(Text under study)

Andrea Taylor Langworthy was a rebel — one with many causes.

As the Twin Cities’ first full-time car saleswoman, she saw herself as a torchbearer for all women, her family said.

Langworthy, who later became a weekly columnist for the Rosemount Town Pages, died on June 5 at age 67 due to complications from inclusion-body myositis, a terminal muscle disease.

Langworthy, born in Minneapolis in 1947, was never one to accept the status quo, particularly for women. She was kicked out of every boarding school she attended as a teenager before graduating from Villa Maria Academy in 1965, her daughter Sarah Ploeger said with a laugh, “She was a rebel, but not a naughty rebel.”

She married her first husband, Philip Huch, at 19 and had two children, Sarah and Matthew. Looking for work in 1976, Langworthy answered an advertisement in the paper for a car sales position at Harold Chevrolet in Bloomington.

“I don’t think she ever thought that it wouldn’t happen,” Ploeger said. “Someone else would have doubted that they would hire a woman, but she just assumed she would be hired.”

Her tenacity and boldness proved essential in the male-dominated car industry. She was sexually harassed and criticized as she fought to gain a foothold in her job, her granddaughter Mandi Stebbins said.

(End Text under study)
(Data for analysis)

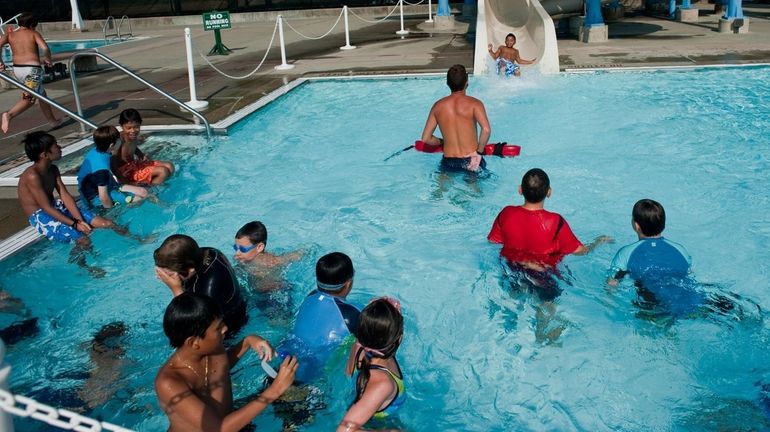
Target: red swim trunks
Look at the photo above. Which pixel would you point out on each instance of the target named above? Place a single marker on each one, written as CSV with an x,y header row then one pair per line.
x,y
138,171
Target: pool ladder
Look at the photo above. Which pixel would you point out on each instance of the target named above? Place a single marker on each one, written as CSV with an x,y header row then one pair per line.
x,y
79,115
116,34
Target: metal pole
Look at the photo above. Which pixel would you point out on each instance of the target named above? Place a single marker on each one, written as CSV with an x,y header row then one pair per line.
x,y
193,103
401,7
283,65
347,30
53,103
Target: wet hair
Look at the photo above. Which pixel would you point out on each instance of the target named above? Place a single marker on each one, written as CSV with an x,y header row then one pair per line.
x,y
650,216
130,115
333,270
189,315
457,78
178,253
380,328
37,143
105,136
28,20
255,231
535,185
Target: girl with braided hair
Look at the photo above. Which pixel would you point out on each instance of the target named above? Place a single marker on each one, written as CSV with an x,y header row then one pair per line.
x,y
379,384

(End Data for analysis)
(Data for analysis)

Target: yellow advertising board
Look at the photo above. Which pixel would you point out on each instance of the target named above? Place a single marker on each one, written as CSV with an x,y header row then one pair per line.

(End Data for analysis)

◆ To do:
1. According to the article on Andrea Taylor Langworthy, where was the car sales job she answered an advertisement for in 1976?
2. Print the part of the article on Andrea Taylor Langworthy that opens with the words containing "Langworthy, who later" and closes with "Chevrolet in Bloomington.".
The rows are unrelated material, separate from the article on Andrea Taylor Langworthy.

◆ Task-by-task answers:
1. Harold Chevrolet in Bloomington.

2.
Langworthy, who later became a weekly columnist for the Rosemount Town Pages, died on June 5 at age 67 due to complications from inclusion-body myositis, a terminal muscle disease.

Langworthy, born in Minneapolis in 1947, was never one to accept the status quo, particularly for women. She was kicked out of every boarding school she attended as a teenager before graduating from Villa Maria Academy in 1965, her daughter Sarah Ploeger said with a laugh, “She was a rebel, but not a naughty rebel.”

She married her first husband, Philip Huch, at 19 and had two children, Sarah and Matthew. Looking for work in 1976, Langworthy answered an advertisement in the paper for a car sales position at Harold Chevrolet in Bloomington.